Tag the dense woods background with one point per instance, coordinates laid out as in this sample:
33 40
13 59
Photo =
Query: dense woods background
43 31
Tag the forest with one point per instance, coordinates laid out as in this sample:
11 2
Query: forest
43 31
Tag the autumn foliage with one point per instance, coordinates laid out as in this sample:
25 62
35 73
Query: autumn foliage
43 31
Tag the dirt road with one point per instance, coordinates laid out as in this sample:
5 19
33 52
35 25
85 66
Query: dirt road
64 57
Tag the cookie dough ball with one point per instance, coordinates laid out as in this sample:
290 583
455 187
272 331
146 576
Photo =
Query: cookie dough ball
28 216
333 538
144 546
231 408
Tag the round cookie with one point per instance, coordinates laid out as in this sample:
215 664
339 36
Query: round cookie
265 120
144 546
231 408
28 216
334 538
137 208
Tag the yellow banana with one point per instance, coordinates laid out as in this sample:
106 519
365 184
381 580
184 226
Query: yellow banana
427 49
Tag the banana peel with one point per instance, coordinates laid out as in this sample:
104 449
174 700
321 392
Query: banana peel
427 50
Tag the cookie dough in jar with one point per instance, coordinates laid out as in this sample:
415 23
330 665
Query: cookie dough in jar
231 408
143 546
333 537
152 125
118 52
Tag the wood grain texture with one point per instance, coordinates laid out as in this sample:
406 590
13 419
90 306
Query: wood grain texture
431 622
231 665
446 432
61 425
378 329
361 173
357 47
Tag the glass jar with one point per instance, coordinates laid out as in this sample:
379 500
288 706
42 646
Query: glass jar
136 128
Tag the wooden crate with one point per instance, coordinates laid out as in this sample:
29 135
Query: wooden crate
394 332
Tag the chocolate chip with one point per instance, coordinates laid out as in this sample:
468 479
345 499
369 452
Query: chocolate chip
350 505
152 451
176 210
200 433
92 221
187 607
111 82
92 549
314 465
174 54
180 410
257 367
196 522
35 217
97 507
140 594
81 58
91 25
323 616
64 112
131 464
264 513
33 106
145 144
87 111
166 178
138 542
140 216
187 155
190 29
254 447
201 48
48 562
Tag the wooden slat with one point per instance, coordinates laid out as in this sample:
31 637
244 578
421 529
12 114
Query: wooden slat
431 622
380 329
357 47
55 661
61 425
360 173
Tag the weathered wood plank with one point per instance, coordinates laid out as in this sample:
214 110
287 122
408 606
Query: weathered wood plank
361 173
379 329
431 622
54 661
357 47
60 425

▸ Problem:
Your task is to quote the listing above word for word.

▸ Solution to the problem:
Tag the dense woods background with one point per instance, coordinates laid out as in this sample:
33 40
13 59
Photo =
Query: dense woods background
43 31
Tag the forest with one point per instance, coordinates laid out as in this sample:
11 2
Query: forest
43 31
Tag the autumn foliage with one point per instance, coordinates laid out as in this sample:
25 62
35 73
Query: autumn foliage
43 31
Tag the dirt road with one point per instance, coordinates laid out as in this sample:
5 19
33 52
35 25
85 66
Query: dirt road
64 57
Tag the cookie dough ball with one point per instance, coordinates laid out as in this sample:
290 583
455 187
272 331
146 576
Photo =
Query: cookie dough ball
28 216
333 538
144 546
231 408
Tag the round cookie with one point per instance, coordinates laid out as in this sample:
215 664
339 36
Query: round cookie
265 120
144 546
231 408
28 216
334 538
137 208
Tag the yellow banana with one point per instance, coordinates laid out as in this sample:
106 519
365 184
381 580
184 226
Query: yellow banana
427 49
Tag the banana peel with one point per instance, coordinates laid out as in this sample:
104 449
174 700
321 392
Query: banana peel
427 50
Tag the cookie dough in jar with one point per instance, coordinates laid out as in this sample:
415 23
330 665
Query: cookie dough in jar
231 408
143 546
333 537
152 125
118 52
Tag the wood grain texture with one point per instance, coordinates laid out as in this sample:
406 590
13 419
90 306
Query: wood grain texture
431 622
231 665
446 432
61 425
378 329
361 173
357 47
Tag the glass jar with one point per instance, coordinates laid out as in this sample:
379 500
288 706
42 646
Query: glass jar
136 128
Tag the wooden crate with one point per instance, coordinates laid out as in this sample:
29 135
Query: wooden crate
394 332
Tag the chocolate chip with one point per instance, coordinates laid out as in this sample:
468 479
345 499
369 452
Query: chocolate chip
350 505
152 451
176 210
200 433
92 221
187 607
111 82
92 549
314 465
174 54
180 410
257 367
196 522
35 217
97 507
140 594
81 58
91 25
323 616
64 112
131 464
264 513
33 106
145 144
87 111
166 178
138 542
140 216
187 155
190 29
254 447
201 48
48 562
Tag the wooden slat with one point per instance, coordinates laid out as in this sample:
31 637
244 578
421 529
12 114
Query: wooden slat
431 622
380 329
357 47
55 661
61 425
360 173
Tag the weathered wood plank with one point per instance, coordinates laid out as in this sample:
214 110
287 122
408 606
Query: weathered wood plank
361 173
379 329
431 622
54 661
357 47
60 425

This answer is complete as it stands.